**WORK INSTRUCTION**
Return each record exactly as it appears, so that nothing is dropped or altered.

(Records from a data collection)
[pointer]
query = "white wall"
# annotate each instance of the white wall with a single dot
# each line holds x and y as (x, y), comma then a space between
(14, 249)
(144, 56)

**RESULT**
[pointer]
query = "white wall"
# annotate each instance of the white wall with a single dot
# each line holds x and y as (x, y), comma then a space between
(14, 249)
(144, 56)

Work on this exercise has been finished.